Given request → Swap "pine branch" for "spruce bough" throughout the entries and give them back with nothing else changed. Leave the pictures out of your answer.

Source records
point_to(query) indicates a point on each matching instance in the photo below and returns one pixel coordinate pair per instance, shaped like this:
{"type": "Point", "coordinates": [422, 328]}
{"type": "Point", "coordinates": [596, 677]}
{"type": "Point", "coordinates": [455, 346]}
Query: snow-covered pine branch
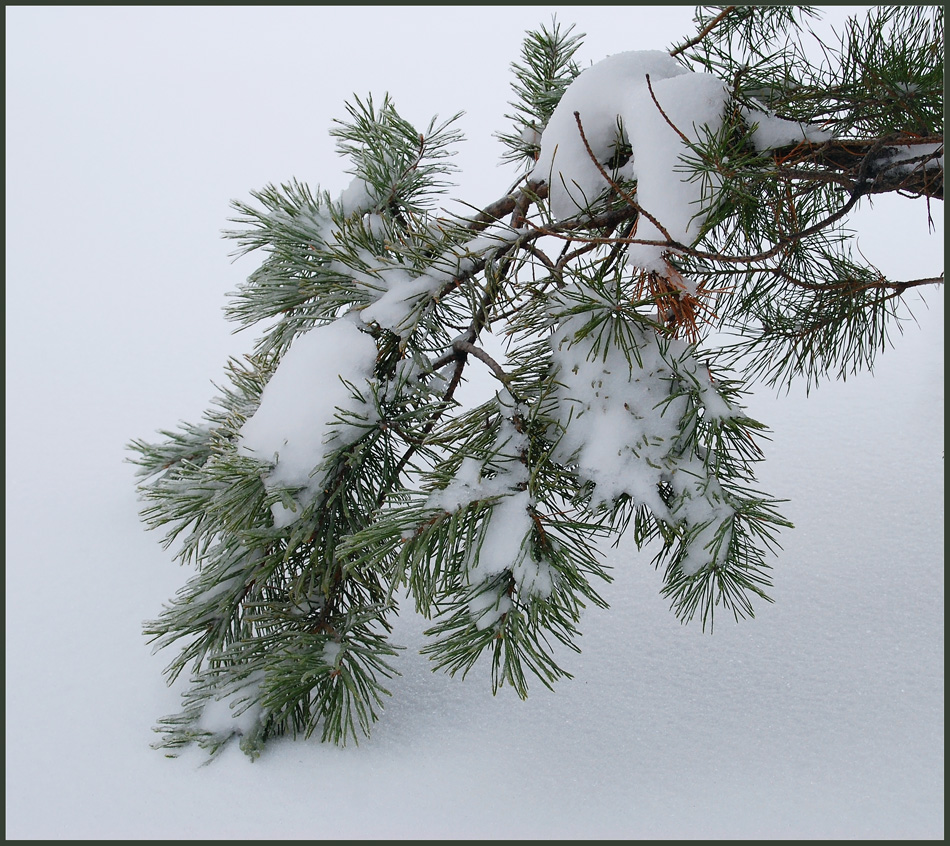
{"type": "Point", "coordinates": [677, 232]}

The completed task →
point_to(query) indicates a point on each matching instance in the photo below and returns one pixel coordinate pair per instance, shaped like this:
{"type": "Point", "coordinates": [422, 328]}
{"type": "Point", "coordinates": [596, 677]}
{"type": "Point", "coordinates": [455, 346]}
Query: snow-covered spruce bough
{"type": "Point", "coordinates": [677, 232]}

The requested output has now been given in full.